(Source material Opens)
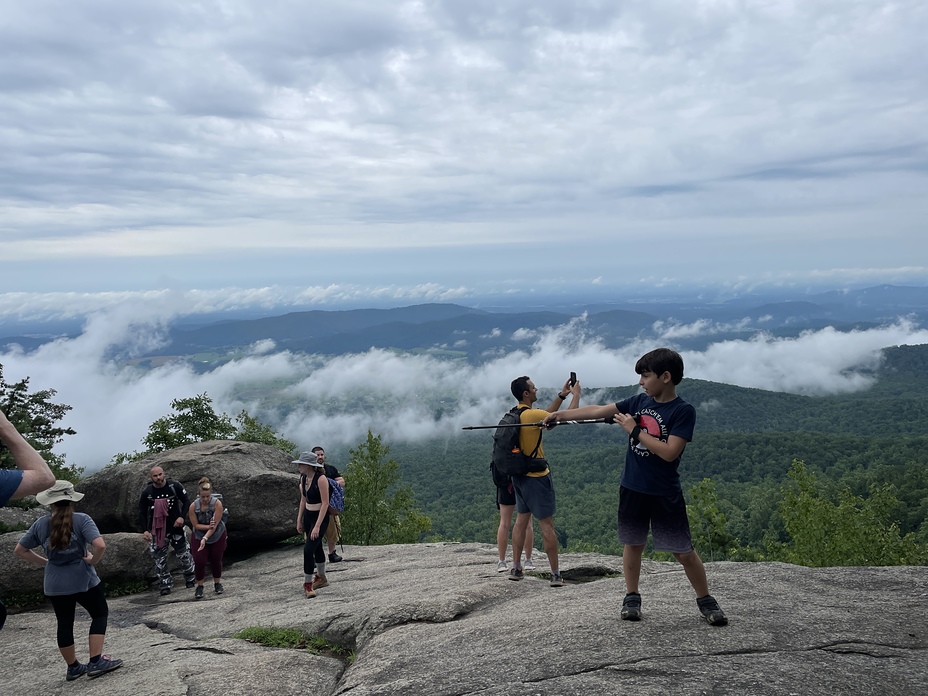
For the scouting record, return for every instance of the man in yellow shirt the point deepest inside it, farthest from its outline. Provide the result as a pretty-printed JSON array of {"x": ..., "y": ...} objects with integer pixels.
[{"x": 535, "y": 490}]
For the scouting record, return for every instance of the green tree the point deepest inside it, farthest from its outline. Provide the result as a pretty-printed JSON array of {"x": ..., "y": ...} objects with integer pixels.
[
  {"x": 194, "y": 420},
  {"x": 708, "y": 524},
  {"x": 854, "y": 531},
  {"x": 377, "y": 509},
  {"x": 250, "y": 429},
  {"x": 35, "y": 417}
]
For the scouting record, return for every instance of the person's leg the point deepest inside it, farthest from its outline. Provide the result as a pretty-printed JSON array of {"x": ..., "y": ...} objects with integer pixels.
[
  {"x": 216, "y": 552},
  {"x": 631, "y": 566},
  {"x": 160, "y": 556},
  {"x": 506, "y": 516},
  {"x": 549, "y": 539},
  {"x": 199, "y": 561},
  {"x": 529, "y": 541},
  {"x": 695, "y": 571},
  {"x": 64, "y": 606},
  {"x": 523, "y": 520},
  {"x": 184, "y": 557}
]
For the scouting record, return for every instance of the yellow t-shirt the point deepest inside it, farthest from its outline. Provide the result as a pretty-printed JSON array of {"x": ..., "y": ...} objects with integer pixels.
[{"x": 529, "y": 437}]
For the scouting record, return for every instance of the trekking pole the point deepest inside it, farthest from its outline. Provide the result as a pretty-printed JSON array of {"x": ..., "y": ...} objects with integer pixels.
[{"x": 539, "y": 424}]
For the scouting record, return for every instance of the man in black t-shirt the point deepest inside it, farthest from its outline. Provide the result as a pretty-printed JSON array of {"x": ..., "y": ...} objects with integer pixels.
[{"x": 163, "y": 508}]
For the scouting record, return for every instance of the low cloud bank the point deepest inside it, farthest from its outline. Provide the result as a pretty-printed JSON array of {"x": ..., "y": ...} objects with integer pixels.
[{"x": 404, "y": 397}]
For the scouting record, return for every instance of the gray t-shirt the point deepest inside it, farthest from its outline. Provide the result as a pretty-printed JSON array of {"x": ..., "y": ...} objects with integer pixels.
[{"x": 66, "y": 571}]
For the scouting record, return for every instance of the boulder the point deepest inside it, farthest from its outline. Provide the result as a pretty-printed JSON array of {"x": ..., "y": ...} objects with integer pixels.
[{"x": 258, "y": 484}]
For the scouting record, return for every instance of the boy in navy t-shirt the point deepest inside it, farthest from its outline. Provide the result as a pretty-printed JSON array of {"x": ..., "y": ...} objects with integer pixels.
[{"x": 659, "y": 424}]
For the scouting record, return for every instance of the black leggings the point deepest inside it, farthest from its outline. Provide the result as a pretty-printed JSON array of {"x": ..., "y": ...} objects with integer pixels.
[
  {"x": 93, "y": 600},
  {"x": 313, "y": 550}
]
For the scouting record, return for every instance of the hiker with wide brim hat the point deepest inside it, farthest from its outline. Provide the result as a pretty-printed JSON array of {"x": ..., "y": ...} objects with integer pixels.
[{"x": 70, "y": 576}]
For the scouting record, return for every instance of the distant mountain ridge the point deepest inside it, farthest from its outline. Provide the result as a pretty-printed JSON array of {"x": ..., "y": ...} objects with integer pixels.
[{"x": 474, "y": 334}]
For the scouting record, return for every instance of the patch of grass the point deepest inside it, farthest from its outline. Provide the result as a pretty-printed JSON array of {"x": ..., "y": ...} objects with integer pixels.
[
  {"x": 273, "y": 637},
  {"x": 278, "y": 637}
]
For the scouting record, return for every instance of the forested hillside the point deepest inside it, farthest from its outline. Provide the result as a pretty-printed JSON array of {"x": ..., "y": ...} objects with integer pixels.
[{"x": 746, "y": 441}]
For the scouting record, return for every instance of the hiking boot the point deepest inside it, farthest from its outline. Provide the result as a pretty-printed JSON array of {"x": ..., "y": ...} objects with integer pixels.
[
  {"x": 75, "y": 671},
  {"x": 711, "y": 611},
  {"x": 102, "y": 666},
  {"x": 631, "y": 607}
]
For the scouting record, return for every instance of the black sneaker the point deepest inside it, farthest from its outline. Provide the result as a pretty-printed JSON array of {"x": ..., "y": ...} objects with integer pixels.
[
  {"x": 102, "y": 666},
  {"x": 631, "y": 607},
  {"x": 711, "y": 611},
  {"x": 76, "y": 671}
]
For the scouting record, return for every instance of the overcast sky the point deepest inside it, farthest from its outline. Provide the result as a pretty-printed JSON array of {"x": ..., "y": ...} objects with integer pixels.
[{"x": 434, "y": 150}]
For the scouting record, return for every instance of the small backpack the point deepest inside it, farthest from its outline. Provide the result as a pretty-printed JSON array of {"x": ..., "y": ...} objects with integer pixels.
[
  {"x": 508, "y": 457},
  {"x": 336, "y": 493},
  {"x": 212, "y": 503}
]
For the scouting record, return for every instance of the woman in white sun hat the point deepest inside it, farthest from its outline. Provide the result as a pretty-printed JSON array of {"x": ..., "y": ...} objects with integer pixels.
[{"x": 70, "y": 577}]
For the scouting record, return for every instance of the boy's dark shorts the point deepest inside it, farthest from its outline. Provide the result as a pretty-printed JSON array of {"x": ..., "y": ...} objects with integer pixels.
[
  {"x": 534, "y": 494},
  {"x": 505, "y": 496},
  {"x": 664, "y": 514}
]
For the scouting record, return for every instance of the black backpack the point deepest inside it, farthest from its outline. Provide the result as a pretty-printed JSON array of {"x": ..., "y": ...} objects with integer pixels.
[{"x": 508, "y": 458}]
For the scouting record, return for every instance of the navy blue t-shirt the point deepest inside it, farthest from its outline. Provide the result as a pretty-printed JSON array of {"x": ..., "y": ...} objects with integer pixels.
[{"x": 645, "y": 472}]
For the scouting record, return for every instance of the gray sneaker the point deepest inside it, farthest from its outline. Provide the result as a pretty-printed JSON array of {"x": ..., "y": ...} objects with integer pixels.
[
  {"x": 631, "y": 607},
  {"x": 102, "y": 666}
]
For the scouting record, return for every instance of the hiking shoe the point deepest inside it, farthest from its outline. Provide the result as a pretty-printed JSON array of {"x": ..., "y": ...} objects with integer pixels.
[
  {"x": 76, "y": 671},
  {"x": 102, "y": 666},
  {"x": 711, "y": 611},
  {"x": 631, "y": 607}
]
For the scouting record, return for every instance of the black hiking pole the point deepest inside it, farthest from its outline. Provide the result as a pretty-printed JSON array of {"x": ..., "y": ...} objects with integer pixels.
[{"x": 539, "y": 424}]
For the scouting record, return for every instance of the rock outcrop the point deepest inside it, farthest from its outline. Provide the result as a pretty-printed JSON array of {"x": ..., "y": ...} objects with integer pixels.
[
  {"x": 438, "y": 619},
  {"x": 257, "y": 482}
]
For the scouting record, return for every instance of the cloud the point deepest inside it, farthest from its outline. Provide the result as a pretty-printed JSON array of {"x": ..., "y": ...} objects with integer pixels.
[{"x": 404, "y": 397}]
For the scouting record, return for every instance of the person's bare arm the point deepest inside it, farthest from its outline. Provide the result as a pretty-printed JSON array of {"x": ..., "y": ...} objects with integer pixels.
[{"x": 37, "y": 476}]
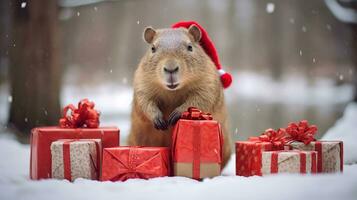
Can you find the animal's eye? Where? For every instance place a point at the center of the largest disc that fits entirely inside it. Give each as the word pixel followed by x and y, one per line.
pixel 189 48
pixel 153 49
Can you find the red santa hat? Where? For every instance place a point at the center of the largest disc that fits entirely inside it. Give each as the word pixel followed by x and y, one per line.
pixel 207 44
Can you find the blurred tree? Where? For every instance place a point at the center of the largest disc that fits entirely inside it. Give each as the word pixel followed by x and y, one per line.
pixel 346 11
pixel 34 69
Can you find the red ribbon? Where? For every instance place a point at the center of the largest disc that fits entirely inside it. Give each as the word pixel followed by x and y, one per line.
pixel 193 113
pixel 83 116
pixel 67 171
pixel 301 132
pixel 276 138
pixel 135 167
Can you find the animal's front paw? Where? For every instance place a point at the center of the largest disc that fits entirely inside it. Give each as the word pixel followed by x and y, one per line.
pixel 174 117
pixel 160 123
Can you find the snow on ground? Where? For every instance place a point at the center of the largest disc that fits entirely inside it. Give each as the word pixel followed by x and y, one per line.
pixel 14 184
pixel 345 129
pixel 114 103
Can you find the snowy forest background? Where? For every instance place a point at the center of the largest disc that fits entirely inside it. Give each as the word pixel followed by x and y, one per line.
pixel 290 60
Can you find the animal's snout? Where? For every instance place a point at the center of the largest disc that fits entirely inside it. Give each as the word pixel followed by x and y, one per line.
pixel 171 70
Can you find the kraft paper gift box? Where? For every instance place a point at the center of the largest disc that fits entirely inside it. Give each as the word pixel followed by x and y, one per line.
pixel 197 145
pixel 72 159
pixel 300 136
pixel 284 161
pixel 329 154
pixel 82 124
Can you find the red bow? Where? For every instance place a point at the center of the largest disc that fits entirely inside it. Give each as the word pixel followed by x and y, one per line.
pixel 276 138
pixel 84 116
pixel 193 113
pixel 301 132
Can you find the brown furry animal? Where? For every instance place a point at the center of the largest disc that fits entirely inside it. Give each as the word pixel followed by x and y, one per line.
pixel 174 74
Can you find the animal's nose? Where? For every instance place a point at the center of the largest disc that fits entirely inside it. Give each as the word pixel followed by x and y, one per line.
pixel 171 70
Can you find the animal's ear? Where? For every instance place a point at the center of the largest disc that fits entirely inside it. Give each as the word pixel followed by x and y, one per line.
pixel 149 34
pixel 195 32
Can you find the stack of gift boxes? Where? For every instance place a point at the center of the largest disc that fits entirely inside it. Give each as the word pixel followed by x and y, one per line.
pixel 79 148
pixel 288 150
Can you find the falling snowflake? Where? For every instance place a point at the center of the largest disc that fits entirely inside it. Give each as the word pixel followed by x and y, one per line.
pixel 304 29
pixel 125 80
pixel 292 20
pixel 270 8
pixel 9 98
pixel 236 131
pixel 341 77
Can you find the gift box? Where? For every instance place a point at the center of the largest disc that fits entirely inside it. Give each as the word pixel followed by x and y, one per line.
pixel 329 153
pixel 81 124
pixel 197 145
pixel 249 153
pixel 122 163
pixel 285 161
pixel 72 159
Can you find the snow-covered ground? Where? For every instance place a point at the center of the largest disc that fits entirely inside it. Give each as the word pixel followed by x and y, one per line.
pixel 115 108
pixel 15 184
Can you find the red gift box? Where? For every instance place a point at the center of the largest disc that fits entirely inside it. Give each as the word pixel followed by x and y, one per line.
pixel 288 161
pixel 197 145
pixel 84 116
pixel 249 153
pixel 42 137
pixel 122 163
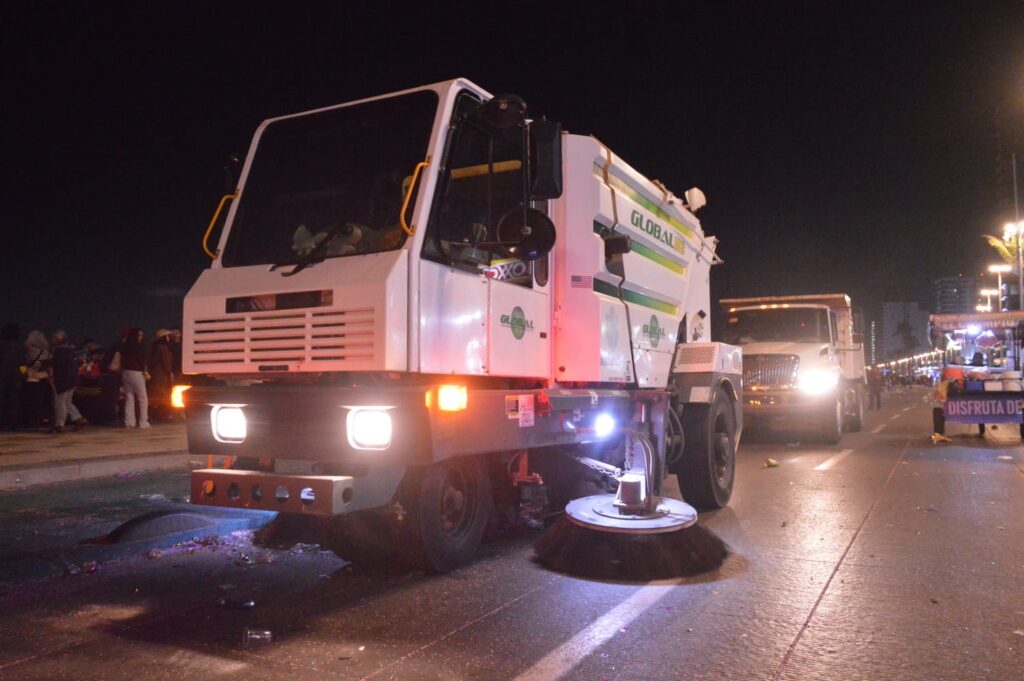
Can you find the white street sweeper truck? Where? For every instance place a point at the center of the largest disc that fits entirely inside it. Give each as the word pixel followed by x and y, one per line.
pixel 426 306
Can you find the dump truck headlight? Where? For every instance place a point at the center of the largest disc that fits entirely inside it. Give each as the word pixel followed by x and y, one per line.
pixel 817 381
pixel 228 423
pixel 369 427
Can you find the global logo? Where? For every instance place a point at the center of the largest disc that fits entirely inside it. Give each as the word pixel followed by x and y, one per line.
pixel 653 331
pixel 517 322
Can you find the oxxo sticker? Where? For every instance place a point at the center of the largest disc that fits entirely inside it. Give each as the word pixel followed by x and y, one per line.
pixel 506 270
pixel 653 331
pixel 663 235
pixel 517 322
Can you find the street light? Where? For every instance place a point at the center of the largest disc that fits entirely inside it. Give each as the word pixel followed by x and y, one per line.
pixel 999 270
pixel 1017 229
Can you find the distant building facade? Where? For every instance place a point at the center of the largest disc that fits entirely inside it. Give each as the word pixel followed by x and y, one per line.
pixel 902 332
pixel 955 295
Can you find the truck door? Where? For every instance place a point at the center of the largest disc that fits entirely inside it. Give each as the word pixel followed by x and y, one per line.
pixel 479 311
pixel 518 342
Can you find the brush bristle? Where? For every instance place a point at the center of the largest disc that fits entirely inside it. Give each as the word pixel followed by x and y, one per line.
pixel 572 549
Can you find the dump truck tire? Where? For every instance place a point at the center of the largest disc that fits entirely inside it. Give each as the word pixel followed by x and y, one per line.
pixel 832 431
pixel 855 421
pixel 708 467
pixel 448 507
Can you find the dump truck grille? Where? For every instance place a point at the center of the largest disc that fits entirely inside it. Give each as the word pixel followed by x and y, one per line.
pixel 281 337
pixel 770 371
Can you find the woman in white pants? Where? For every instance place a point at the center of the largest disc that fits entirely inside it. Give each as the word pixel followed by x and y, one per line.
pixel 133 379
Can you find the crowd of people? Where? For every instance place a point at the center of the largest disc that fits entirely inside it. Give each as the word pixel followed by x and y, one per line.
pixel 48 384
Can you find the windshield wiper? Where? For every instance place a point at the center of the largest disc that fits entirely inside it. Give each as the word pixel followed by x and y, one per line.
pixel 318 252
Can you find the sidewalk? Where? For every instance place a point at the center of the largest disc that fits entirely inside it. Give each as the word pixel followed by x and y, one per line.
(Source material Closes)
## What the task requires
Reproduce the lines word for word, starting at the one holding "Can you find the dump truck grille?" and ending at the final line of the material above.

## The answer
Can you find the dump truck grille? Where? For every instance place a point at the center of the largest disc that fits entirely inside it. Give each as the word pixel followed by x and y, one per line.
pixel 281 337
pixel 770 371
Can you find the woman in white pants? Where? For every instance place a point at the center of the largest disc that fits entirely inside it. Give each as the word pixel followed by x and y, one per line.
pixel 133 379
Can you find the crowd of people? Where? For every instance place a point at the center of the largest disc that fits entirely inside it. Give each as the word pixel followed by x and y, one per line.
pixel 48 384
Can you find the windshield wiper? Where? For every instance place a point at the center of the largest disc that fits entirely inside it. Give each as the word pixel followed by x and y, one per line.
pixel 318 252
Can you find the sidewalk? Where? For every instance place a point at the center of the largest disc that fits entirely inside it. Give each as the word pixel followed by x and y, one per line.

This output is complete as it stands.